◆ **Texto para análise**:
R - Então, eu penso nesse momento que eu estou no meio, eu não posso recuar, eu não posso esconder essa luta, a luta dos Guarani-Kaiowá de verdade eu não posso esconder, os nossos anciões sempre falam que temos um rezo principal antes de sair, antes de ir para a cidade principalmente eu sendo liderança, a nossa vida é muito perseguida, eles perseguem mais as lideranças das comunidades. Na cabeça deles matando a liderança eliminando as lideranças, o povo recua e vai embora, mas no meu entendimento e nas minhas experiências quando eu vejo essa situação eu quero ir mais pra cima, quero ir até o fim, quero que seja feito a demarcação da terra e nos Guarani Kaiowá vai lutar sem cansar, nunca vamos desistir só depois de morto, mas tem os nossos filhos e nossos netos que vão continuar lutando. O que não pode ter é medo a verdade é verdade e com os nossos direitos ninguém pode brincar e vamos continuar mostrando nossa luta o quanto ela é forte, e tudo isso mostra que temos que assumir as nossas ações, assumir a nossa missão de exigir a demarcação de terra, e vamos continuar lutando de cabeça erguida. Nos etnias somos verdadeiros, e eles entendem o que nós somos, a justiça sabe o que somos, mas eles querem derrubar os nossos direitos, liberar as áreas para os fazendeiros e sabe o que mais? Os fazendeiros dessas áreas têm filhos que trabalham na justiça, eles são delegados, deputados, juízes, trabalham dentro do governo do estado, e às vezes vira até Presidente da República. Isso acontece nesse país.
P/2 - Eu queria saber dos seus filhos e dos seus netos, o que você sonha para eles, eu queria perguntar agora para o encerramento, o que você sonha para os seus filhos?
R - Eu não quero, e não queria que meus filhos sigam a minha vida, a vida deles se tornarem a minha vida, eu quero que eles tenham família, e não sigam esse caminho longo na luta, sem achar uma solução, e quando irão achar solução? Eu fico pensando quando estou dentro de uma retomada e olho para a minha idade, olho para idade dos mais velhos, será que eles vão ter a sua demarcação de terra? Eles estão preocupados com o sonho deles de entrar na terra, será que eles vão entrar na área? E do mesmo jeito eu penso nas minhas crianças, eu queria que elas vivessem na justiça brasileira e tivesse uma rea para viverem melhor, eu quero que eles tenham uma vida digna, criar os animais deles, ter a roça deles, trabalhar para criarem um reflorestamento do território, reflorestar o que foi acabado pelos fazendeiros destruído, queimado vendido, o nome disso é campo grande, por isso a capital do estado se chama Campo Grande. E o meu sonho é deixar esse legado para os meus filhos, o meu sonho é vê-los reflorestando onde está destruído.

◆ **Extrato de dados**:
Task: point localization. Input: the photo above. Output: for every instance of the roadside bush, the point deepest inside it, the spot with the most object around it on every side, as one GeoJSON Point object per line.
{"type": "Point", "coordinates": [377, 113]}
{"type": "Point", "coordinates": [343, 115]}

◆ **Tarefas do exercício**:
1. Responda, com base no texto para análise:
(a) Segundo os anciões, o que se tem antes de sair e de ir para a cidade?
(b) Que cargos ocupam os filhos dos fazendeiros?
(c) Por que a capital do estado se chama Campo Grande?
2. Copie do texto para análise o trecho que vai de "P/2 - Eu queria" até "os seus filhos?", incluindo este último.
O material não tem relação com o texto para análise.

◆ **Respostas por tarefa**:
1.
(a) Um rezo principal.
(b) São delegados, deputados e juízes, trabalham dentro do governo do estado e às vezes viram até Presidente da República.
(c) Porque a área destruída, queimada e vendida pelos fazendeiros se chama campo grande.

2.
P/2 - Eu queria saber dos seus filhos e dos seus netos, o que você sonha para eles, eu queria perguntar agora para o encerramento, o que você sonha para os seus filhos?